Now that we learned how to extract and use semantic features from text, let's try a named entity recognition (NER) using these features.

Make sure you have the `GermEval` folder before continuing. This folder contains a dataset for German NER and tools to read it. (More info at https://www.ukp.tu-darmstadt.de/fileadmin/user_upload/Group_UKP/publikationen/2014/2014_GermEval_Nested_Named_Entity_Recognition_with_Neural_Networks.pdf)

We will use a model that uses a window of size 2 (2 words to the left and 2 words to the right) to predict the NER of the word in the middle. Let's start by reading our dataset. Remember that we already read the word vectors on the last piece of code.

In [16]:
import sys
from keras.utils import np_utils
sys.path.append('/home/andfre/Downloads/GENSIM_KERAS_CLASS')

from GermEval import GermEvalReader
from GermEval import BIOF1Validation

windowSize = 2 # 2 to the left, 2 to the right
numHiddenUnits = 100
trainFile = '/home/andfre/Downloads/GENSIM_KERAS_CLASS/GermEval/data/NER-de-train.tsv'
devFile = '/home/andfre/Downloads/GENSIM_KERAS_CLASS/GermEval/data/NER-de-dev.tsv'
testFile = '/home/andfre/Downloads/GENSIM_KERAS_CLASS/GermEval/data/NER-de-test.tsv'

# Create a mapping for our labels
label2index = {'O':0}
idx = 1

for bioTag in ['B-', 'I-']:
    for nerClass in ['PER', 'LOC', 'ORG', 'OTH']:
        for subtype in ['', 'deriv', 'part']:
            label2index[bioTag+nerClass+subtype] = idx 
            idx += 1
            
#Inverse label mapping
index2label = {v: k for k, v in label2index.items()}

# Read in data   
train_sentences = GermEvalReader.readFile(trainFile)
dev_sentences = GermEvalReader.readFile(devFile)
test_sentences = GermEvalReader.readFile(testFile)

__SET PROBLEM A__. From the rows below, pick out every line that contains the word "wheel".
__SET PROBLEM B__. Write what comes next in the tutorial on German named entity recognition, starting right after its last line of code.

__EXCERPTED RECORDS__.
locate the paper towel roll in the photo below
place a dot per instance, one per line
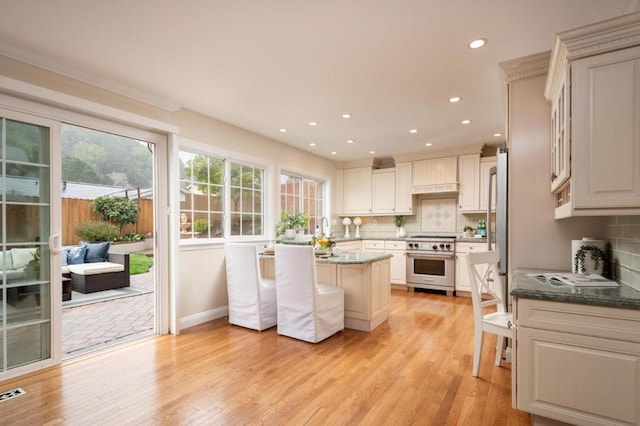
(589, 264)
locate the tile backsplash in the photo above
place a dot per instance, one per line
(623, 235)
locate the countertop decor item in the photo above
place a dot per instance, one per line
(357, 221)
(346, 222)
(588, 256)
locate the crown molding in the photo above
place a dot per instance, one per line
(93, 79)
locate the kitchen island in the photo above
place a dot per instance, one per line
(364, 277)
(577, 351)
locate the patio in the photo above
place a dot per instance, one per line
(102, 319)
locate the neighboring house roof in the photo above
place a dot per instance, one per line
(89, 191)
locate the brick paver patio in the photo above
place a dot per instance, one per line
(95, 326)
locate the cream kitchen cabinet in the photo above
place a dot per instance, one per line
(383, 187)
(578, 364)
(404, 197)
(398, 263)
(486, 163)
(398, 267)
(462, 279)
(469, 183)
(353, 246)
(435, 175)
(357, 191)
(594, 86)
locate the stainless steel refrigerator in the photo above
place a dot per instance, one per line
(498, 177)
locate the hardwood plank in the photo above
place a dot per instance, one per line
(414, 369)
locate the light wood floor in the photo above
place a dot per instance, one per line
(414, 369)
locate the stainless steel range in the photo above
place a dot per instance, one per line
(431, 262)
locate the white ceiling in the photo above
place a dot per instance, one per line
(265, 65)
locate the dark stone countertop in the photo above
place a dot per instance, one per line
(624, 296)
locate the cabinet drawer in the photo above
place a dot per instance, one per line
(587, 320)
(372, 245)
(394, 245)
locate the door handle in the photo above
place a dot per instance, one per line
(54, 243)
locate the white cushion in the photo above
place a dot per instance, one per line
(96, 268)
(21, 256)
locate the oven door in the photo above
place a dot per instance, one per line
(431, 271)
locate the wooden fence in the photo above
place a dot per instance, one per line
(75, 212)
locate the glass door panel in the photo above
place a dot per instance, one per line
(25, 187)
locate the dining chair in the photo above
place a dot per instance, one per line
(306, 310)
(485, 283)
(252, 299)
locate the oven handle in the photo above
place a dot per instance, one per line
(420, 255)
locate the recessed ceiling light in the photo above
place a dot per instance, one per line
(477, 43)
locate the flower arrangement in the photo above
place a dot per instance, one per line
(322, 243)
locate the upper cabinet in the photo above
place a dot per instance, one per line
(594, 87)
(404, 198)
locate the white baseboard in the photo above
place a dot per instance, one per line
(202, 317)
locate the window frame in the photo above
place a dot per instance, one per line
(228, 157)
(324, 181)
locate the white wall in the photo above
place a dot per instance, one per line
(201, 280)
(537, 240)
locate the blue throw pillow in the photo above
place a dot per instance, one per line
(64, 256)
(76, 255)
(96, 252)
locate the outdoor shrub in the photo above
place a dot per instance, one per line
(118, 210)
(97, 231)
(201, 225)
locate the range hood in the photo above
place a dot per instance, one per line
(435, 188)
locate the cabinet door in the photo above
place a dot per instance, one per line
(468, 184)
(577, 379)
(383, 187)
(404, 198)
(485, 166)
(357, 190)
(606, 137)
(561, 136)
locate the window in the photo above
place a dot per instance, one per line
(299, 194)
(205, 200)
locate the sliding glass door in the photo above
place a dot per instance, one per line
(26, 309)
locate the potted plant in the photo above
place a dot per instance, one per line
(594, 264)
(468, 231)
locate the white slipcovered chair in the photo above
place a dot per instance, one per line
(485, 280)
(252, 299)
(306, 310)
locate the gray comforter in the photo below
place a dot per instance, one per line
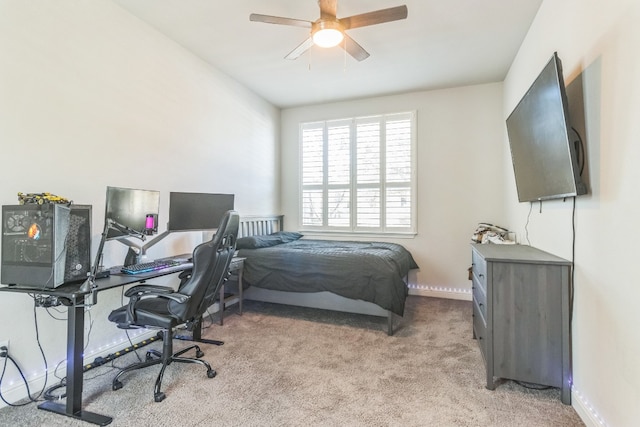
(369, 271)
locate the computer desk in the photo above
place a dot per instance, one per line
(75, 300)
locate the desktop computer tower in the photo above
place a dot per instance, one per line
(78, 258)
(45, 245)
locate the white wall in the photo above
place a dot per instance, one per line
(90, 97)
(598, 43)
(460, 137)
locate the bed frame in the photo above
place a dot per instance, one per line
(260, 225)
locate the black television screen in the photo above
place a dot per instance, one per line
(197, 211)
(544, 150)
(132, 210)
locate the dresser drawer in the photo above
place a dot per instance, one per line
(480, 297)
(480, 330)
(479, 268)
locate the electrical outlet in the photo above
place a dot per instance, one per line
(4, 344)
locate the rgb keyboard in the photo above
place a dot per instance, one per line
(145, 267)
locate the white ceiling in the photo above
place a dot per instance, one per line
(442, 43)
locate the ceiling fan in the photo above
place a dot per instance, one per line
(329, 31)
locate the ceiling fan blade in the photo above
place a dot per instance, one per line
(256, 17)
(328, 9)
(376, 17)
(302, 48)
(353, 48)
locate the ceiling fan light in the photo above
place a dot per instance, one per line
(327, 34)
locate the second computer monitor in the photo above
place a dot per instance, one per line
(197, 211)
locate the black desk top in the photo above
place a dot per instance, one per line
(72, 290)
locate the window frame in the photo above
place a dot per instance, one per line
(383, 184)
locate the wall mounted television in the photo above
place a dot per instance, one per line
(197, 211)
(544, 147)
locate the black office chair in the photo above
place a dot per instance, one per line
(162, 307)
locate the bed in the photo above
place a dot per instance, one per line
(356, 277)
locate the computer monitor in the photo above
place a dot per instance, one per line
(197, 211)
(132, 212)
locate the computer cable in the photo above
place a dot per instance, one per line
(4, 353)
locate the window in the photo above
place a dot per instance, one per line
(358, 175)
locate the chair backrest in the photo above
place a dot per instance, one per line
(210, 269)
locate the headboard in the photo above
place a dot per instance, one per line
(260, 225)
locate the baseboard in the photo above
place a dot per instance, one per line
(585, 411)
(441, 292)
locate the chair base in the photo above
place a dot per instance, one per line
(155, 357)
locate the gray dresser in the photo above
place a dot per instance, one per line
(521, 315)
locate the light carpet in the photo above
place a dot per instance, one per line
(290, 366)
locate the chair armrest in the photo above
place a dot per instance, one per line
(136, 293)
(148, 289)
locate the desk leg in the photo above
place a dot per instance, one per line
(75, 350)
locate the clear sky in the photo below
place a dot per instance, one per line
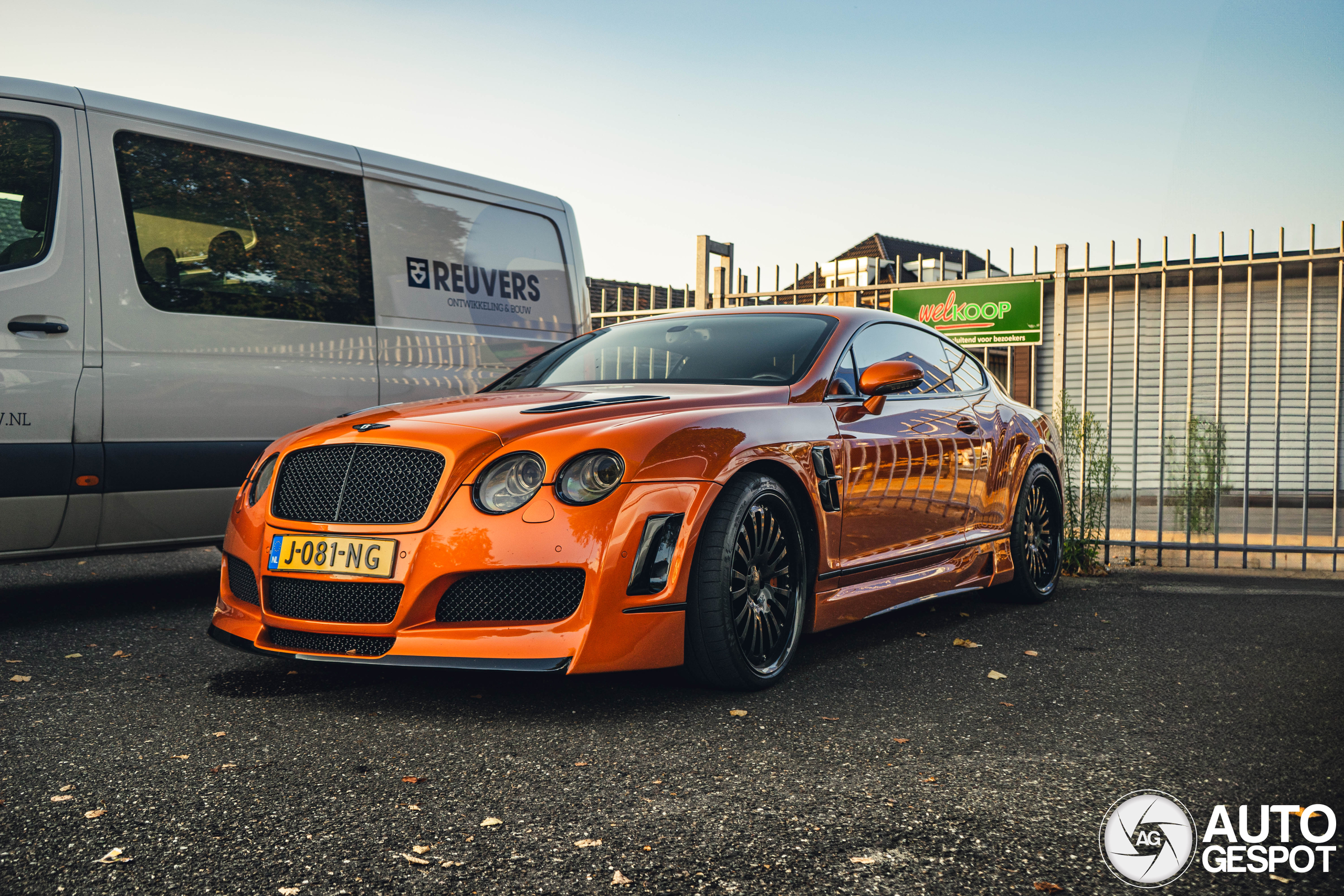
(791, 129)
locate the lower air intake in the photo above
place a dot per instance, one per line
(373, 604)
(512, 596)
(358, 645)
(243, 581)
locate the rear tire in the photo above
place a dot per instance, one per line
(745, 604)
(1037, 541)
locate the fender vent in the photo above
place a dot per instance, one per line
(512, 596)
(243, 581)
(323, 642)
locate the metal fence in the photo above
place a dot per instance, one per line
(1214, 381)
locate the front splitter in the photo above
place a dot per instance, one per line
(491, 664)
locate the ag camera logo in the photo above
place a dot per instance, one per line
(1148, 839)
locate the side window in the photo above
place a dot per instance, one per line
(222, 233)
(899, 343)
(27, 190)
(964, 368)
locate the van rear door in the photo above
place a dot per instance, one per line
(237, 308)
(42, 299)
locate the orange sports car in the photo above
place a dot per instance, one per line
(691, 489)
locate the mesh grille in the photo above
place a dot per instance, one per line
(243, 582)
(332, 601)
(512, 596)
(323, 642)
(371, 484)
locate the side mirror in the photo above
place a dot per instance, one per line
(887, 378)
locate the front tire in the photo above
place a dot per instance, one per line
(748, 586)
(1037, 544)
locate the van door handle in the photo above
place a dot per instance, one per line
(37, 327)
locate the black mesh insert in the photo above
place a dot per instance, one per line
(512, 596)
(370, 484)
(332, 601)
(243, 582)
(363, 645)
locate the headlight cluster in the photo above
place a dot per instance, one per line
(512, 480)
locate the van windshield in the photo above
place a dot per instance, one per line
(754, 350)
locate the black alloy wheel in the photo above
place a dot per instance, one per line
(747, 599)
(1037, 536)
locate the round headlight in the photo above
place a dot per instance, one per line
(508, 483)
(589, 477)
(262, 481)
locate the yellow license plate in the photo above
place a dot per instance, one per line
(337, 554)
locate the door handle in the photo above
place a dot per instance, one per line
(37, 327)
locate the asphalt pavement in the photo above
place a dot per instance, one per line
(886, 762)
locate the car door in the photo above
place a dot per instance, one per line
(237, 308)
(909, 484)
(42, 300)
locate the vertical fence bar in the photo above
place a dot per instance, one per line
(1162, 405)
(1110, 379)
(1278, 393)
(1190, 383)
(1307, 399)
(1246, 464)
(1133, 460)
(1218, 398)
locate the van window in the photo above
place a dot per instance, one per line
(222, 233)
(27, 190)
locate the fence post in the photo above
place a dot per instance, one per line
(1057, 385)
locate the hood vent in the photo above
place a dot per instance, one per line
(358, 484)
(594, 402)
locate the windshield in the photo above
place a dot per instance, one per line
(754, 350)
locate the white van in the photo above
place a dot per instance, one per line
(182, 289)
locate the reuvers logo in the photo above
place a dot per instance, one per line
(1148, 839)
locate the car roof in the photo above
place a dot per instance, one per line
(371, 162)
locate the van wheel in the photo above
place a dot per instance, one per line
(748, 585)
(1037, 543)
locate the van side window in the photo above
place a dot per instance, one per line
(222, 233)
(27, 190)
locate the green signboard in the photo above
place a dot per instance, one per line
(976, 313)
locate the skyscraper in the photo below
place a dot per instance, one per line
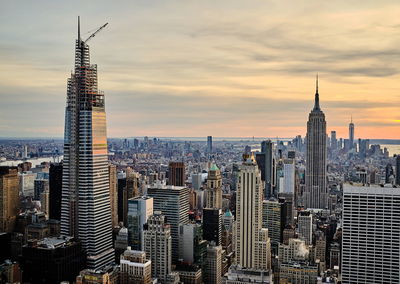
(173, 202)
(214, 188)
(212, 225)
(176, 174)
(334, 143)
(209, 144)
(315, 195)
(398, 169)
(305, 222)
(55, 187)
(213, 265)
(113, 194)
(253, 243)
(371, 230)
(265, 161)
(351, 133)
(139, 210)
(9, 198)
(158, 246)
(85, 205)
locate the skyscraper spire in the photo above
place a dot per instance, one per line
(79, 29)
(316, 104)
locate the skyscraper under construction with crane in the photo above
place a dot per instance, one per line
(85, 206)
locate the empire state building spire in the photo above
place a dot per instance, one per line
(315, 193)
(316, 103)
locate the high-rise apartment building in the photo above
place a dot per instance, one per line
(173, 202)
(55, 189)
(213, 265)
(139, 210)
(176, 171)
(305, 225)
(351, 133)
(127, 188)
(272, 220)
(52, 260)
(334, 142)
(85, 205)
(212, 225)
(289, 170)
(135, 267)
(252, 239)
(398, 169)
(158, 247)
(265, 161)
(315, 195)
(371, 230)
(193, 247)
(213, 189)
(113, 194)
(209, 144)
(40, 185)
(9, 198)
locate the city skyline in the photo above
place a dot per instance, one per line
(162, 64)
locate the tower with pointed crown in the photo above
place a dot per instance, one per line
(85, 202)
(316, 194)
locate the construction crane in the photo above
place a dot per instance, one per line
(94, 34)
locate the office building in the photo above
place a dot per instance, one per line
(212, 225)
(120, 243)
(9, 198)
(176, 174)
(272, 220)
(193, 248)
(316, 194)
(265, 161)
(40, 185)
(173, 202)
(252, 239)
(305, 225)
(158, 248)
(127, 188)
(351, 133)
(398, 169)
(197, 181)
(139, 210)
(213, 190)
(213, 265)
(10, 272)
(106, 275)
(45, 202)
(112, 169)
(298, 273)
(135, 267)
(334, 142)
(85, 205)
(209, 144)
(55, 189)
(52, 260)
(295, 251)
(288, 184)
(371, 230)
(239, 275)
(27, 183)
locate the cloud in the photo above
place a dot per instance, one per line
(232, 67)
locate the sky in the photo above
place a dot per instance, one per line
(224, 68)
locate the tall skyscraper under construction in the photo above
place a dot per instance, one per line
(85, 205)
(315, 195)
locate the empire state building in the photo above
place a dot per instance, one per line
(85, 203)
(316, 194)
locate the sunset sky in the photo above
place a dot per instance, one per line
(197, 68)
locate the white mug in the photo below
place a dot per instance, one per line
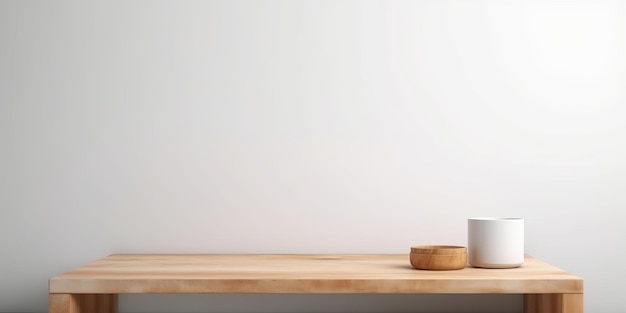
(495, 242)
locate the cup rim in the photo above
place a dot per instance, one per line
(495, 218)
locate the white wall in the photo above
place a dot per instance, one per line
(309, 126)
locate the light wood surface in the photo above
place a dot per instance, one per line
(303, 274)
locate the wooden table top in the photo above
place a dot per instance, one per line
(302, 273)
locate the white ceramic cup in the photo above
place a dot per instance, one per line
(495, 242)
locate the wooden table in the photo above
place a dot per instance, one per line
(93, 288)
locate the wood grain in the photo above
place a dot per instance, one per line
(553, 303)
(82, 303)
(253, 273)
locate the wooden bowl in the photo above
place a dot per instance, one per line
(438, 258)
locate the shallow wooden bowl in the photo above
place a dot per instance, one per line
(439, 258)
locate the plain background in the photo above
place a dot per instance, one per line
(309, 127)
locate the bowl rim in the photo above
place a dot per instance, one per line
(438, 249)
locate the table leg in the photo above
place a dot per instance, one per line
(553, 303)
(82, 303)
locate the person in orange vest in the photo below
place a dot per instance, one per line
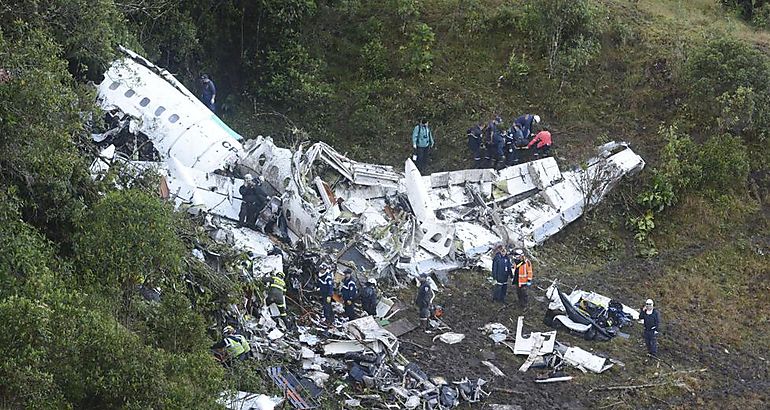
(522, 275)
(543, 141)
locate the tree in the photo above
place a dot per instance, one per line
(568, 30)
(127, 239)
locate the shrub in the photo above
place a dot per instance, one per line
(718, 68)
(569, 31)
(375, 59)
(127, 239)
(418, 51)
(517, 66)
(725, 164)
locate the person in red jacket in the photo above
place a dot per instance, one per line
(543, 141)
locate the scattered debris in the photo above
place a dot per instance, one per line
(334, 211)
(242, 400)
(590, 314)
(494, 369)
(497, 332)
(296, 393)
(526, 345)
(401, 327)
(450, 338)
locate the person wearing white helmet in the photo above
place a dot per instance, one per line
(369, 296)
(522, 276)
(424, 301)
(253, 199)
(526, 122)
(542, 142)
(233, 346)
(651, 319)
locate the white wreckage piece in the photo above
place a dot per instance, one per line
(556, 304)
(386, 219)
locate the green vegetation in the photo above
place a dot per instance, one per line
(684, 81)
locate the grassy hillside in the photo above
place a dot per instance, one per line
(684, 81)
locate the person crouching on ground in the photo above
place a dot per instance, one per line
(651, 319)
(501, 272)
(424, 301)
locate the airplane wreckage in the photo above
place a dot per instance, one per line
(372, 217)
(382, 222)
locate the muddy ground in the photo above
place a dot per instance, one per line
(689, 374)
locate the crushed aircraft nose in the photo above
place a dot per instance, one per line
(588, 313)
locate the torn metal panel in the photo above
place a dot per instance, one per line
(544, 172)
(438, 238)
(571, 324)
(417, 193)
(401, 327)
(383, 307)
(340, 347)
(368, 330)
(552, 294)
(586, 360)
(522, 205)
(525, 345)
(178, 124)
(240, 400)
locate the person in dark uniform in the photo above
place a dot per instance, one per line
(349, 292)
(651, 319)
(501, 273)
(326, 285)
(208, 93)
(475, 137)
(424, 301)
(369, 297)
(253, 199)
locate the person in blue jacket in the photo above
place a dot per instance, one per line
(475, 137)
(651, 319)
(501, 273)
(208, 92)
(525, 123)
(326, 286)
(512, 139)
(495, 144)
(349, 292)
(422, 141)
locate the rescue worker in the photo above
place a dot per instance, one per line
(349, 292)
(495, 144)
(651, 319)
(424, 301)
(234, 346)
(522, 276)
(422, 141)
(525, 123)
(501, 273)
(208, 92)
(326, 285)
(253, 199)
(277, 292)
(519, 139)
(475, 134)
(543, 141)
(369, 296)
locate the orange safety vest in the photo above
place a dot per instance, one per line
(523, 270)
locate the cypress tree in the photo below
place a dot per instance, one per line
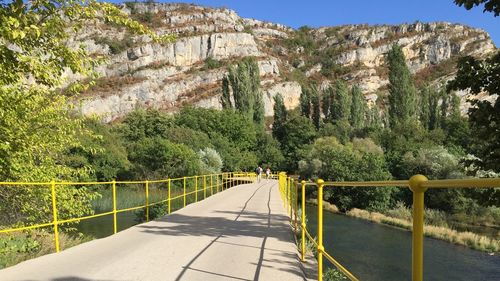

__EXPECTED ANSWER A__.
locate the black alloy wheel in the photo above
locate the van wheel in the photo above

__EXPECTED ANSWER B__.
# Create numpy arrays
train_x, train_y = GermEvalReader.createNumpyArray(train_sentences, windowSize, word2index, label2index)
dev_x, dev_y = GermEvalReader.createNumpyArray(dev_sentences, windowSize, word2index, label2index)
test_x, test_y = GermEvalReader.createNumpyArray(test_sentences, windowSize, word2index, label2index)

# Train_y is a 1-dimensional vector containing the index of the label
# With np_utils.to_categorical we map it to a 1 hot matrix
n_out = len(label2index)
train_y_cat = np_utils.to_categorical(train_y, n_out)

We have our data. Now we will build our model:

* An Embedding Layer
* A LSTM Layer
* A Dense Layer (Softmax activation)

In [17]:
from keras.models import Sequential
from keras.layers.core import Dense
from keras.utils import np_utils
from keras.layers.embeddings import Embedding
from keras.layers.recurrent import LSTM
from keras.regularizers import l2

n_in = 2*windowSize+1
n_hidden = numHiddenUnits
n_out = len(label2index)

number_of_epochs = 10
batch_size = 35

model = Sequential()

model.add(Embedding(output_dim=word_vecs.shape[1], input_dim=word_vecs.shape[0],
                    input_length=n_in,  weights=[word_vecs], mask_zero=False))  

model.add(LSTM(n_hidden, W_regularizer=l2(0.0001), U_regularizer=l2(0.0001)))

model.add(Dense(n_out, activation='softmax', W_regularizer=l2(0.0001)))
            
model.compile(loss='categorical_crossentropy', optimizer='rmsprop')

With our model compiled, the only thing left to do is train.

Since we don't want to validate using Keras' default validation (accuracy or loss), but BIOF1, we will train the model for 1 epoch, validate, and then loop.

In [18]:
import time
import sys

print(str(train_x.shape[0]) + ' train samples')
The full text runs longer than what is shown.